::: Quoted passage
Uncharted Waters

Sep 29 2017   11:42AM GMT

Saving The World From Software

Justin Rohrman Justin Rohrman Profile: Justin Rohrman

Tags:
Agile
Software development

We seem to have gone from software is eating the world to being terrified of being eaten. As if software were a tiger in a pen at the zoo just waiting for someone to fall in and be devoured. The author of this article on The Atlantic thinks engineers need to start thinking about saving the world from software.

The author is a journalist and recalls several important software problems — Therac-25, recent hacking of car software allowing the hacker to take control,  911 system failures. There is a lot of strange things to unpack about what is wrong with software (developers not prototyping their code first) and how to fix it (developers go extinct and software is made through WYSIWIG editors). I want to add a dash of realism to the argument that is actually based in industry experience.

The first programming languages appeared some time around the 1950s. Doing some math, that means software has only existed for 67 years. I started working in software around 2005. The industry was nearing the end of the waterfall craze at that point in time. When we shipped new software to customer, it was actually shipped, or delivered by one of our implementations people, on a disk of some sort. We weren’t shipping very often back then, maybe 3 or 4 times a year, max. Today, I see companies (yes, this is an extreme example) delivering software hundreds of times every day. Instead of having managed server farms on site to host that software, customers open a web browser, navigate to a URL, and log in. How much has medicine, or bridge building, or architecture changed in the past 15 years? Probably not that much.
::::::
::: Supplied entries
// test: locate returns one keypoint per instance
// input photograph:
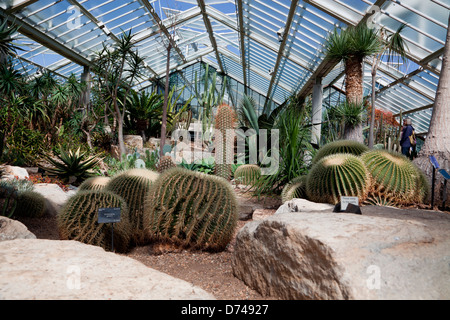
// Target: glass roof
(274, 48)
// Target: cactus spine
(78, 220)
(337, 175)
(191, 209)
(224, 143)
(133, 186)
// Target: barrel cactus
(225, 123)
(340, 146)
(337, 175)
(296, 188)
(94, 183)
(30, 204)
(133, 185)
(192, 210)
(166, 162)
(395, 177)
(247, 174)
(79, 220)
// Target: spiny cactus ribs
(191, 209)
(337, 175)
(78, 220)
(224, 140)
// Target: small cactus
(79, 220)
(192, 209)
(337, 175)
(247, 174)
(166, 162)
(94, 183)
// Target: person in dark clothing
(405, 142)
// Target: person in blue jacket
(405, 142)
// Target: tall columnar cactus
(224, 140)
(166, 162)
(296, 188)
(247, 174)
(192, 209)
(30, 204)
(79, 220)
(94, 183)
(337, 175)
(340, 146)
(395, 177)
(133, 185)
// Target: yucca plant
(338, 175)
(72, 165)
(192, 210)
(340, 146)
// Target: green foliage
(191, 209)
(296, 188)
(133, 186)
(247, 174)
(72, 164)
(94, 183)
(224, 142)
(79, 220)
(340, 146)
(396, 179)
(337, 175)
(30, 204)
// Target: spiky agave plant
(191, 209)
(340, 146)
(79, 220)
(395, 177)
(337, 175)
(296, 188)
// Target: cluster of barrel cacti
(348, 168)
(187, 208)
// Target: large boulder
(54, 269)
(12, 229)
(55, 196)
(383, 254)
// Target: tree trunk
(166, 98)
(437, 140)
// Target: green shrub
(79, 220)
(191, 209)
(337, 175)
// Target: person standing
(407, 139)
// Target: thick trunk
(437, 140)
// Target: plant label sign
(346, 200)
(108, 215)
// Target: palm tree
(393, 46)
(351, 46)
(438, 136)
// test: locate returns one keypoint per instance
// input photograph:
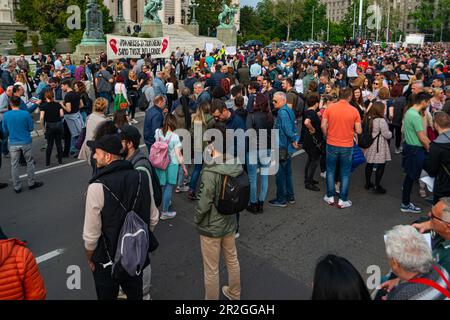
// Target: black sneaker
(260, 206)
(312, 187)
(379, 190)
(369, 186)
(252, 208)
(36, 185)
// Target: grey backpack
(133, 243)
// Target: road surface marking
(70, 164)
(49, 255)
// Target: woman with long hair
(168, 177)
(357, 102)
(51, 118)
(80, 88)
(120, 119)
(121, 94)
(202, 120)
(335, 278)
(378, 153)
(259, 154)
(132, 89)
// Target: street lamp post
(194, 5)
(120, 11)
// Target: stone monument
(93, 42)
(226, 31)
(152, 25)
(120, 26)
(193, 26)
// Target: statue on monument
(94, 22)
(226, 17)
(151, 11)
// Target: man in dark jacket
(6, 78)
(131, 138)
(217, 77)
(217, 231)
(438, 162)
(154, 118)
(116, 189)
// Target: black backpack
(143, 102)
(157, 190)
(365, 139)
(234, 194)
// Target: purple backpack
(159, 153)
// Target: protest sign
(128, 47)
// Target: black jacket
(438, 158)
(123, 181)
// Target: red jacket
(19, 275)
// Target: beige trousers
(211, 248)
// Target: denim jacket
(287, 133)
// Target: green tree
(207, 14)
(304, 28)
(288, 12)
(432, 17)
(250, 21)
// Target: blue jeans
(194, 177)
(167, 196)
(107, 96)
(342, 157)
(285, 188)
(15, 151)
(258, 159)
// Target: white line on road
(70, 164)
(49, 255)
(297, 153)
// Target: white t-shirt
(173, 144)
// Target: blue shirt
(287, 132)
(255, 70)
(159, 87)
(153, 120)
(17, 125)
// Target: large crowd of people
(344, 105)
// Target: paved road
(277, 250)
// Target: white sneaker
(337, 186)
(344, 204)
(329, 200)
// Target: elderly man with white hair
(411, 260)
(287, 142)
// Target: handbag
(120, 103)
(358, 157)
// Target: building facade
(337, 9)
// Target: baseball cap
(130, 133)
(110, 143)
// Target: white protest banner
(230, 50)
(128, 47)
(209, 47)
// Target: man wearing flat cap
(116, 189)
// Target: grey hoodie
(209, 221)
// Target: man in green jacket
(216, 230)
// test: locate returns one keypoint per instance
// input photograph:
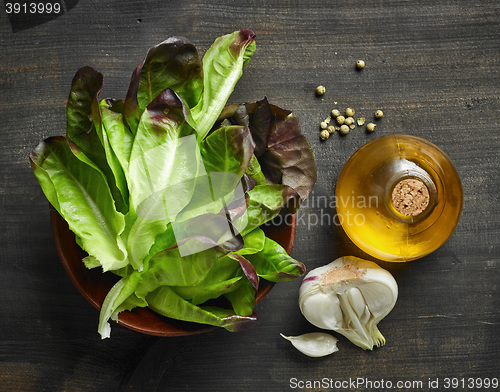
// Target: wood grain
(432, 66)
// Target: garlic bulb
(350, 296)
(315, 344)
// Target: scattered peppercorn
(320, 90)
(335, 113)
(344, 129)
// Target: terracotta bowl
(94, 285)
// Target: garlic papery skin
(314, 344)
(350, 296)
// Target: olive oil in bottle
(399, 198)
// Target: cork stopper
(410, 197)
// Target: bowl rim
(143, 320)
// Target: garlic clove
(314, 344)
(350, 296)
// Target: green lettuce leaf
(81, 195)
(84, 130)
(274, 264)
(223, 65)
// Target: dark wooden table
(433, 67)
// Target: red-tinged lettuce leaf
(164, 163)
(228, 150)
(274, 264)
(223, 65)
(167, 303)
(173, 64)
(84, 130)
(264, 203)
(247, 269)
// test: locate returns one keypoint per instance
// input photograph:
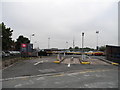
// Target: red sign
(24, 45)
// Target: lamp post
(31, 36)
(66, 44)
(97, 32)
(48, 42)
(82, 45)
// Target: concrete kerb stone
(110, 62)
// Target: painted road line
(55, 74)
(38, 63)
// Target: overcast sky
(63, 20)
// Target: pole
(48, 42)
(97, 32)
(66, 44)
(82, 45)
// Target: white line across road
(38, 63)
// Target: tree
(6, 37)
(21, 39)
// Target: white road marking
(40, 78)
(18, 85)
(38, 63)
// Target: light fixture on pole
(66, 44)
(49, 43)
(31, 36)
(82, 45)
(97, 32)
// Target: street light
(48, 42)
(97, 32)
(31, 35)
(82, 45)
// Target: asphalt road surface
(43, 73)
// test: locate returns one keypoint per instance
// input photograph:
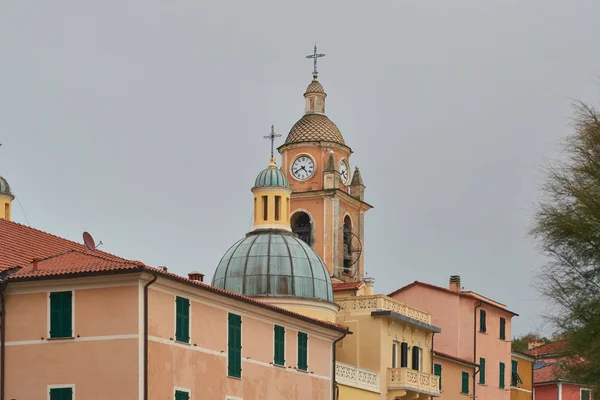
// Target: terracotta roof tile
(62, 258)
(462, 294)
(337, 287)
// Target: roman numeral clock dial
(303, 168)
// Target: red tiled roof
(548, 349)
(337, 287)
(20, 244)
(462, 294)
(458, 359)
(62, 258)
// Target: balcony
(361, 378)
(412, 384)
(382, 302)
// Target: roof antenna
(88, 240)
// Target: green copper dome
(273, 263)
(4, 186)
(272, 176)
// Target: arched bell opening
(347, 243)
(302, 226)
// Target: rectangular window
(279, 357)
(302, 351)
(404, 355)
(182, 320)
(277, 207)
(61, 394)
(234, 346)
(416, 358)
(61, 314)
(437, 371)
(482, 371)
(465, 383)
(482, 321)
(514, 379)
(265, 208)
(181, 395)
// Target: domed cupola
(271, 262)
(6, 198)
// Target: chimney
(455, 283)
(196, 276)
(369, 282)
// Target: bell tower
(327, 203)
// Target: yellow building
(389, 355)
(521, 386)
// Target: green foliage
(567, 225)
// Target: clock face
(344, 174)
(303, 168)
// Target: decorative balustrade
(405, 378)
(382, 302)
(361, 378)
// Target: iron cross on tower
(315, 55)
(272, 137)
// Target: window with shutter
(61, 314)
(61, 393)
(181, 395)
(234, 346)
(182, 320)
(482, 321)
(416, 358)
(279, 357)
(302, 351)
(465, 383)
(404, 355)
(482, 371)
(437, 371)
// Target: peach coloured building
(474, 328)
(80, 324)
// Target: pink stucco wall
(454, 315)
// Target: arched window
(301, 226)
(348, 245)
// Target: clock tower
(327, 203)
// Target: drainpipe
(475, 347)
(145, 336)
(333, 382)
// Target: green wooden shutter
(482, 371)
(482, 321)
(179, 395)
(302, 351)
(61, 314)
(501, 376)
(61, 394)
(182, 320)
(437, 371)
(465, 383)
(234, 357)
(403, 355)
(279, 358)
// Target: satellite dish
(88, 240)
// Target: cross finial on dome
(314, 56)
(272, 137)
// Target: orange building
(81, 324)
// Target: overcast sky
(142, 123)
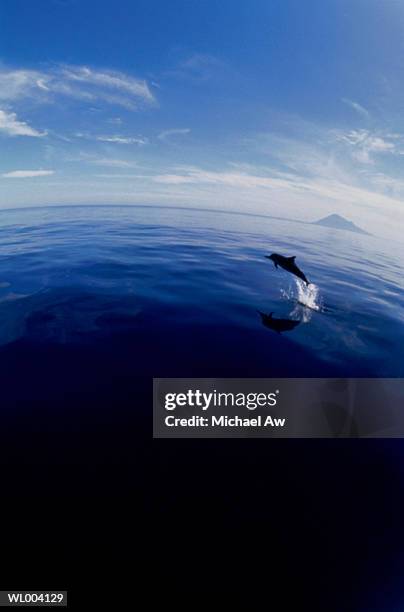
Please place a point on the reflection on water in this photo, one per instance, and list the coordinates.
(72, 275)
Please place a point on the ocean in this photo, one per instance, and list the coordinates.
(94, 302)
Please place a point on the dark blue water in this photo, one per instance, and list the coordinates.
(94, 302)
(185, 286)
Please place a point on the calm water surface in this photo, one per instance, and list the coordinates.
(185, 287)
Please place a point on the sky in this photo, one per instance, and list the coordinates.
(279, 107)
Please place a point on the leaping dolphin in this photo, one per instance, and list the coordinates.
(278, 325)
(288, 264)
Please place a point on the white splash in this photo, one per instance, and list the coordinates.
(308, 295)
(306, 298)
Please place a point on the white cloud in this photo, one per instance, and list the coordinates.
(366, 144)
(122, 140)
(78, 82)
(167, 134)
(10, 125)
(114, 139)
(112, 163)
(199, 67)
(27, 173)
(358, 108)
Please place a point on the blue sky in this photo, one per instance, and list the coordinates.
(274, 106)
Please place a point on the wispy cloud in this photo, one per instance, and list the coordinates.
(114, 139)
(198, 67)
(113, 163)
(168, 134)
(358, 108)
(78, 82)
(27, 173)
(365, 145)
(10, 125)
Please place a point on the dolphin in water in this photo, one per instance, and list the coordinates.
(278, 325)
(288, 264)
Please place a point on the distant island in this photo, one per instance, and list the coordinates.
(338, 222)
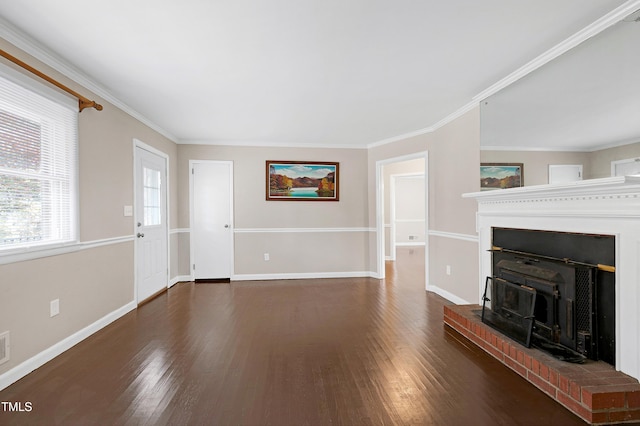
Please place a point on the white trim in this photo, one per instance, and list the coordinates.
(447, 295)
(616, 163)
(38, 360)
(589, 31)
(453, 235)
(178, 279)
(595, 148)
(303, 276)
(231, 213)
(419, 243)
(57, 251)
(264, 144)
(591, 188)
(179, 230)
(380, 226)
(28, 45)
(534, 148)
(138, 144)
(449, 118)
(299, 230)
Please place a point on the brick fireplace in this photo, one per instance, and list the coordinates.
(599, 392)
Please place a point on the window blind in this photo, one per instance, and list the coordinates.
(38, 163)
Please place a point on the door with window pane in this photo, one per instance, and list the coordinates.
(151, 224)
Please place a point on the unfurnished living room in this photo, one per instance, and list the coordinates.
(315, 213)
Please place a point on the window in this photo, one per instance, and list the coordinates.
(152, 196)
(38, 145)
::::::
Instructions for the task :: Copy out the full blog post on saving the world from software, word for word.

Answer to this exercise ::
Uncharted Waters

Sep 29 2017   11:42AM GMT

Saving The World From Software

Justin Rohrman Justin Rohrman Profile: Justin Rohrman

Tags:
Agile
Software development

We seem to have gone from software is eating the world to being terrified of being eaten. As if software were a tiger in a pen at the zoo just waiting for someone to fall in and be devoured. The author of this article on The Atlantic thinks engineers need to start thinking about saving the world from software.

The author is a journalist and recalls several important software problems — Therac-25, recent hacking of car software allowing the hacker to take control,  911 system failures. There is a lot of strange things to unpack about what is wrong with software (developers not prototyping their code first) and how to fix it (developers go extinct and software is made through WYSIWIG editors). I want to add a dash of realism to the argument that is actually based in industry experience.

The first programming languages appeared some time around the 1950s. Doing some math, that means software has only existed for 67 years. I started working in software around 2005. The industry was nearing the end of the waterfall craze at that point in time. When we shipped new software to customer, it was actually shipped, or delivered by one of our implementations people, on a disk of some sort. We weren’t shipping very often back then, maybe 3 or 4 times a year, max. Today, I see companies (yes, this is an extreme example) delivering software hundreds of times every day. Instead of having managed server farms on site to host that software, customers open a web browser, navigate to a URL, and log in. How much has medicine, or bridge building, or architecture changed in the past 15 years? Probably not that much.